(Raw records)
___
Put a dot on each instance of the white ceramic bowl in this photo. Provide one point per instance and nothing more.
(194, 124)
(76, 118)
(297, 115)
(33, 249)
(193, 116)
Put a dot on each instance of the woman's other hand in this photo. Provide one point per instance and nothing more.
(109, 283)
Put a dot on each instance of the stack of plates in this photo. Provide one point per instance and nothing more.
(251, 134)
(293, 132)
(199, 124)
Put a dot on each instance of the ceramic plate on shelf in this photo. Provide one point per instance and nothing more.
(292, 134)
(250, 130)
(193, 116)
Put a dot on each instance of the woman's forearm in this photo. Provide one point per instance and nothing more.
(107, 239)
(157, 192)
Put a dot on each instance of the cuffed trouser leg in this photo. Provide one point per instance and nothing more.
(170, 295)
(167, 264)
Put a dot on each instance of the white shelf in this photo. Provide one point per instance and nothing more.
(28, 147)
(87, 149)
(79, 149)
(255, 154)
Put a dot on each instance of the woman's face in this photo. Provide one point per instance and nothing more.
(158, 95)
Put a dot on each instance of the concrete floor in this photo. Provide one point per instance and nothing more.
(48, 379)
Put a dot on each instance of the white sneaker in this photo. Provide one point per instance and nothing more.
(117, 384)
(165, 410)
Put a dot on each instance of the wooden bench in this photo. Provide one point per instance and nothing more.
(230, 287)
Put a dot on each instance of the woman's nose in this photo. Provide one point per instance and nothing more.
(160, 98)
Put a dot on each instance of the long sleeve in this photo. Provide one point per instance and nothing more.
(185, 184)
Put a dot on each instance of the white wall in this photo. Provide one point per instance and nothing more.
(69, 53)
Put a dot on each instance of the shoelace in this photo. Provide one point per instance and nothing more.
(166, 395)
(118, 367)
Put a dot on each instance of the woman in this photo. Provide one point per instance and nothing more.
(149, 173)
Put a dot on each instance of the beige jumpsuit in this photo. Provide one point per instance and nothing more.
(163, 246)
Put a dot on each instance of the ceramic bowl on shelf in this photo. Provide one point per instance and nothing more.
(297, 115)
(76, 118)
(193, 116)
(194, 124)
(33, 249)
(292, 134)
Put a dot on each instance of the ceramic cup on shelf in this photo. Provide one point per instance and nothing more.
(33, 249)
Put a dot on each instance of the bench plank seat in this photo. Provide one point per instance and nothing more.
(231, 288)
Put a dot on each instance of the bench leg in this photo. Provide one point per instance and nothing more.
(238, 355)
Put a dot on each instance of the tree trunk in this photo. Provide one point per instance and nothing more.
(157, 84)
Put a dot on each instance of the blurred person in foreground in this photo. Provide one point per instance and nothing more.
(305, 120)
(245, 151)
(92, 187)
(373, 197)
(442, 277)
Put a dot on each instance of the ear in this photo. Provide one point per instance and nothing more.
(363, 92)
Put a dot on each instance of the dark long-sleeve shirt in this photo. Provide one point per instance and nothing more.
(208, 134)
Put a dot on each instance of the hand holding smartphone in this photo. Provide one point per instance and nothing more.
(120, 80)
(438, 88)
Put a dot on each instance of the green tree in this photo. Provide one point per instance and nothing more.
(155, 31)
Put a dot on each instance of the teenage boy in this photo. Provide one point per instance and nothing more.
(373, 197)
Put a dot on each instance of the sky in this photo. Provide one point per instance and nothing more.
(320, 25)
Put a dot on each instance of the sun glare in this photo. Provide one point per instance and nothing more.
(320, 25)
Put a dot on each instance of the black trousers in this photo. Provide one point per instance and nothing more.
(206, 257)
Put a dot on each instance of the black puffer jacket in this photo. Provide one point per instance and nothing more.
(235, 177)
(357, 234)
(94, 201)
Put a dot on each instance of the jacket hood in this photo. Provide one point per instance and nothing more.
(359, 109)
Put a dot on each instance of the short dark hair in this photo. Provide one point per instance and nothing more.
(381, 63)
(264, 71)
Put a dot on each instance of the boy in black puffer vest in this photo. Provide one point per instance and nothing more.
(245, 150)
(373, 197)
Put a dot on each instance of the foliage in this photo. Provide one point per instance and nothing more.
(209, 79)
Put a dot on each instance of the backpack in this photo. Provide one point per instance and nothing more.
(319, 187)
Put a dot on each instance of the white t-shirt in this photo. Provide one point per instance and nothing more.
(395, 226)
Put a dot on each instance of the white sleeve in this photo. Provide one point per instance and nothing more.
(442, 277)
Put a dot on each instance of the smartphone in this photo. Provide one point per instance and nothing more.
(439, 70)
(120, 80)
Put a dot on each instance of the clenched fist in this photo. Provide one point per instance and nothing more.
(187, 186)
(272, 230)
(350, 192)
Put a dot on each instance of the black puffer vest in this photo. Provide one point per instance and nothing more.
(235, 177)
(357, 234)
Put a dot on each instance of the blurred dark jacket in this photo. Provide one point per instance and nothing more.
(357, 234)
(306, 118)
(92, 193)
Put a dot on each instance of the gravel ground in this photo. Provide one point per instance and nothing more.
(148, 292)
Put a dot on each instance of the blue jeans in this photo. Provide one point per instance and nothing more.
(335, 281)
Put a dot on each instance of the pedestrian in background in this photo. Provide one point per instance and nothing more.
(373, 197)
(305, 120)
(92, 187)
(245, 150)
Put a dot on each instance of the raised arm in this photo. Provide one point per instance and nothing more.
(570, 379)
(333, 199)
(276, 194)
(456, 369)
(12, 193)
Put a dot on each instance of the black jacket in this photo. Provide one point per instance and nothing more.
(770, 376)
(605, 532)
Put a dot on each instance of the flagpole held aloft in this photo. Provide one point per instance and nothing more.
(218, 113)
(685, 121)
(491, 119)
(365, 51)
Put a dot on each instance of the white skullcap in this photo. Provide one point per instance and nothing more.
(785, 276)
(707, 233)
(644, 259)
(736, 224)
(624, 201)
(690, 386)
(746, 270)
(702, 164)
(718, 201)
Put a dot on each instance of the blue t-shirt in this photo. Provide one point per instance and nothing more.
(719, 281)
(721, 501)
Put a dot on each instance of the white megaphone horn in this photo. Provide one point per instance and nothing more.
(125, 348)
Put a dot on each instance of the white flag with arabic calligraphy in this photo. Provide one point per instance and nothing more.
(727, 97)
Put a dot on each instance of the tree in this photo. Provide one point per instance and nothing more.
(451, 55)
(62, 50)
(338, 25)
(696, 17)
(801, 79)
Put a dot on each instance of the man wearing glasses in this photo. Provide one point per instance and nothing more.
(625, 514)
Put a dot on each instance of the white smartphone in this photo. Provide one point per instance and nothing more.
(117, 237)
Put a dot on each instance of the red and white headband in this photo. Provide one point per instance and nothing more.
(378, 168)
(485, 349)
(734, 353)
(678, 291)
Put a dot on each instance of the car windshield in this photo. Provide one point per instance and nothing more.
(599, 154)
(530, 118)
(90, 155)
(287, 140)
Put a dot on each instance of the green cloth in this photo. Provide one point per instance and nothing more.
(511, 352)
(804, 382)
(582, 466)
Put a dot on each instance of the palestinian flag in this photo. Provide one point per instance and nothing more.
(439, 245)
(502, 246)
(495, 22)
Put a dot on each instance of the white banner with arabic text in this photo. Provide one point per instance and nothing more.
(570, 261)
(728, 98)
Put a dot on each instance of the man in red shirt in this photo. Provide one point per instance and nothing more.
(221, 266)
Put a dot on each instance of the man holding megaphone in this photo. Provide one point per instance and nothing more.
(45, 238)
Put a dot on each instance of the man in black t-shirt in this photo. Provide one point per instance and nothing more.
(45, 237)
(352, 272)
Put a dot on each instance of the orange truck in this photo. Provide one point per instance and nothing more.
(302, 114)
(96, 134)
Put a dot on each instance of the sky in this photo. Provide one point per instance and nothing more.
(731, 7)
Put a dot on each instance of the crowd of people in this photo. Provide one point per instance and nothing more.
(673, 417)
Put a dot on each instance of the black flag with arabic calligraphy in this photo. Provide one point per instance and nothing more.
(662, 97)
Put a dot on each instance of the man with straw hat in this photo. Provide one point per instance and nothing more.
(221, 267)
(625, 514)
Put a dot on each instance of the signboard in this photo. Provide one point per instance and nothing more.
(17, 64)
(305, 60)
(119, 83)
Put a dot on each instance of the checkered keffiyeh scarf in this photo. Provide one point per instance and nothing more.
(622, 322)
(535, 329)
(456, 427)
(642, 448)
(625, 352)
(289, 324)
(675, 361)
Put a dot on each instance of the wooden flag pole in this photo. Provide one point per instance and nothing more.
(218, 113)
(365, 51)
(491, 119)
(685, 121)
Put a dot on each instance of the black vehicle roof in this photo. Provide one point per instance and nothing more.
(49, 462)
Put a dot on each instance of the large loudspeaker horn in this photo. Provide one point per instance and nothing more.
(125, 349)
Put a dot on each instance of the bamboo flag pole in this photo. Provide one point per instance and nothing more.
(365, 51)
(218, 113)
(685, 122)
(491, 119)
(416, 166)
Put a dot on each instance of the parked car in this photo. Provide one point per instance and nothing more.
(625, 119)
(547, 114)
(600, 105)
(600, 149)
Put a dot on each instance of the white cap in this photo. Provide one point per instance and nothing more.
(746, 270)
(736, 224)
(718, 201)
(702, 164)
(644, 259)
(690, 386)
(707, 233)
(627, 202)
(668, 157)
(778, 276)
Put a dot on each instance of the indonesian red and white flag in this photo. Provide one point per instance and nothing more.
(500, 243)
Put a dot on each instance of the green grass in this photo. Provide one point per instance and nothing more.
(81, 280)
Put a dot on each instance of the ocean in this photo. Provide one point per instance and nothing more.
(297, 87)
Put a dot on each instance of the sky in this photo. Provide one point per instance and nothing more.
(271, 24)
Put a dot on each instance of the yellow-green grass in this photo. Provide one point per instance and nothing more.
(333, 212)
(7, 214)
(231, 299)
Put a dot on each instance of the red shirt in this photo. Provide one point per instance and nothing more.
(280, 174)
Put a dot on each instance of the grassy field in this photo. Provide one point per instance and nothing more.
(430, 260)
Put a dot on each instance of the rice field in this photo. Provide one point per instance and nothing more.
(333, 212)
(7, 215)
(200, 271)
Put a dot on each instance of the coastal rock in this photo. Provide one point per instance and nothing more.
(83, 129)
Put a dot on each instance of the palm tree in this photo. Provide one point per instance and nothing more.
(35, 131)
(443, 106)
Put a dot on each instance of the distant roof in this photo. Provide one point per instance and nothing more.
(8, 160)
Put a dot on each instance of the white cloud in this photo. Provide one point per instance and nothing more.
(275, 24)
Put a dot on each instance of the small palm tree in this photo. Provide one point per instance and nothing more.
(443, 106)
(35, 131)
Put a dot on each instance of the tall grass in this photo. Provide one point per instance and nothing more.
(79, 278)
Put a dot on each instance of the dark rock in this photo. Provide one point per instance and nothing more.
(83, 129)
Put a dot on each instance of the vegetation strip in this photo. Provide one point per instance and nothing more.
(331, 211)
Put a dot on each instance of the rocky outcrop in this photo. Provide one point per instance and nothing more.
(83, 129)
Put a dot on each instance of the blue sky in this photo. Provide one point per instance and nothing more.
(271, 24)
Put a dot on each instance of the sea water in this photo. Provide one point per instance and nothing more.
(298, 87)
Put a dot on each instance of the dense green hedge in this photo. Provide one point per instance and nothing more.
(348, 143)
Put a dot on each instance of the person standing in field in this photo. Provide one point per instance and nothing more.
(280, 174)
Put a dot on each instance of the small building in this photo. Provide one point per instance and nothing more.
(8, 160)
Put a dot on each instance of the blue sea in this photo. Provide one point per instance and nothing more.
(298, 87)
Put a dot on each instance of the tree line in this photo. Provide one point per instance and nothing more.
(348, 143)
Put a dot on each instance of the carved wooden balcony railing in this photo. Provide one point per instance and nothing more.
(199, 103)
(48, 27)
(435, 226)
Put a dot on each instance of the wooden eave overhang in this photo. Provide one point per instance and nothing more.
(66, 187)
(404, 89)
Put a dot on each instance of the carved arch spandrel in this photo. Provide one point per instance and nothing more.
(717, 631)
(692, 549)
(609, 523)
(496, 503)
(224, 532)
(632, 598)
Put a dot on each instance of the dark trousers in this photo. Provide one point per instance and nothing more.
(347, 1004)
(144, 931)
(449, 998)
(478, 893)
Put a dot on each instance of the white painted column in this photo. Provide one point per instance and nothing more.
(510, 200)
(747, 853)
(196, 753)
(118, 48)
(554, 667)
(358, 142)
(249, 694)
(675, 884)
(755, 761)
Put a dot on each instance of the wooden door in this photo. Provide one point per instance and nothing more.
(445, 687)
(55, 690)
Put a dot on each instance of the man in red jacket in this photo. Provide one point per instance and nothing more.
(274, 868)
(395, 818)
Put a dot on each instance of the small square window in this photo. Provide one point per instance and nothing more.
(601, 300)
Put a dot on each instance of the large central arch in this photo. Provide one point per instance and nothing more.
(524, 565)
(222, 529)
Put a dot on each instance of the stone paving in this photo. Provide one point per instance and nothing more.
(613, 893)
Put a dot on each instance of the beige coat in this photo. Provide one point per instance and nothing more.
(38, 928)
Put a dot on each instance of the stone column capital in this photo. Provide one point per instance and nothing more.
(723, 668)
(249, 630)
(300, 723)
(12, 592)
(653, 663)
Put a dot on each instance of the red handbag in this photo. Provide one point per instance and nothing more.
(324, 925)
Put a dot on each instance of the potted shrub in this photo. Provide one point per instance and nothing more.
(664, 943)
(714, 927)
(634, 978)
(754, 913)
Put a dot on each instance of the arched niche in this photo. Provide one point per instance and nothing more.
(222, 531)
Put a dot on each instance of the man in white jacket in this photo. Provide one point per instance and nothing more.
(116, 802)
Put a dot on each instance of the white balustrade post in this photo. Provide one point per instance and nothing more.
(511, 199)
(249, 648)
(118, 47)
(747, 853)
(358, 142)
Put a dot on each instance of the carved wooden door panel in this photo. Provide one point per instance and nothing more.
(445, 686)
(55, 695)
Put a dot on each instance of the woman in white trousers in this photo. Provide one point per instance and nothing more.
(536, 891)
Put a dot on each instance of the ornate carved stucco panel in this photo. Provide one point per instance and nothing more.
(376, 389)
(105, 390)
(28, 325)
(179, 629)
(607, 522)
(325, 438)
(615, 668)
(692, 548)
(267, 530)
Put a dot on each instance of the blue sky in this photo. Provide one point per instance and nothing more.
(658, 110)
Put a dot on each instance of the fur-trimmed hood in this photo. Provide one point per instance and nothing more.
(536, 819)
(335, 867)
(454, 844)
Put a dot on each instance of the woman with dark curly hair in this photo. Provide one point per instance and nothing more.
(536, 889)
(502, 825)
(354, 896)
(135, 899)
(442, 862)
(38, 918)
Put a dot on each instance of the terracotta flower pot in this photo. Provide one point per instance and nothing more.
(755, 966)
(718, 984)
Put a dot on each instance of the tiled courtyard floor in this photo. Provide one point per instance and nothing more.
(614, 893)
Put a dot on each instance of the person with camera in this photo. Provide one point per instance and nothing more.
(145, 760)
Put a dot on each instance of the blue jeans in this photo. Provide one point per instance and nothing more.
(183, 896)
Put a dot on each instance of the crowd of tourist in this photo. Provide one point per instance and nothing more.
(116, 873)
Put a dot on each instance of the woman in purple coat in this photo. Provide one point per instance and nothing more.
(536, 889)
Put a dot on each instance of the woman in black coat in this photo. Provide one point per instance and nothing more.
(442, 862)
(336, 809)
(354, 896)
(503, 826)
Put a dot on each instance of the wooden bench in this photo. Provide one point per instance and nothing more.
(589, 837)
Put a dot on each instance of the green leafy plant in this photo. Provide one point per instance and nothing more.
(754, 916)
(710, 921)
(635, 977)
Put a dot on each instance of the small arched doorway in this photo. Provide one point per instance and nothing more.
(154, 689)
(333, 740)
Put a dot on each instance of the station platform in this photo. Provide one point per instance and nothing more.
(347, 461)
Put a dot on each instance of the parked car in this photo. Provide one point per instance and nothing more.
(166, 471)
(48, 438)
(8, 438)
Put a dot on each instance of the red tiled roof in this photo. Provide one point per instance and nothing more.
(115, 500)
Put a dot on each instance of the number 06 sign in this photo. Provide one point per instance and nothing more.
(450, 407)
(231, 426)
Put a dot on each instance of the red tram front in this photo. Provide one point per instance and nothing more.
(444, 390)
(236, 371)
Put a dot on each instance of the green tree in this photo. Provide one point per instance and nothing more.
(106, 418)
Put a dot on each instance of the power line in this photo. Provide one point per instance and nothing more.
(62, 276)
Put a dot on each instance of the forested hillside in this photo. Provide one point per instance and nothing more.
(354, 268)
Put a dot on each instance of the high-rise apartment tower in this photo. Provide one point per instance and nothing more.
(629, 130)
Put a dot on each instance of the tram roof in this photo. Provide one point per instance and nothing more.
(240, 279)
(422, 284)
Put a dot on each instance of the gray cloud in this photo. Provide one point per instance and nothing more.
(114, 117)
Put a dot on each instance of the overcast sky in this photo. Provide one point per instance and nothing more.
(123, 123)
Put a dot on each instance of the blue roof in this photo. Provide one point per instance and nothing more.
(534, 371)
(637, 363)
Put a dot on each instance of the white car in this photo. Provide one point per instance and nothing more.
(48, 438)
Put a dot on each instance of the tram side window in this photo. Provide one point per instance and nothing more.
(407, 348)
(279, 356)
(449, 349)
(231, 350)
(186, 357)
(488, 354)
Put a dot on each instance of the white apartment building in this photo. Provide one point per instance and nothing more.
___
Task brief: Reproduce only the lines from the line containing "Put a dot on each instance of the gray" to the last line of the material above, both of those lines included.

Result of this exercise:
Put a dot on each instance of the gray cloud in this photo. Provide one point per instance and nothing more.
(114, 117)
Put a dot on each instance of the overcast sky in this photo. Provide one point per instance and nothing more.
(123, 123)
Put a dot on each instance of the blue roof in this photo. Provide one point per instance and nothing more.
(534, 371)
(637, 363)
Put a dot on each instance of the white car in this photo. Provide one point per instance and nothing more.
(48, 438)
Put a dot on each instance of the tram side window in this photo. Provide one point per instance and nothing more.
(407, 348)
(279, 356)
(449, 349)
(231, 350)
(186, 357)
(488, 354)
Put a dot on each instance of the white apartment building in this photo. Provide one point per instance and nothing more.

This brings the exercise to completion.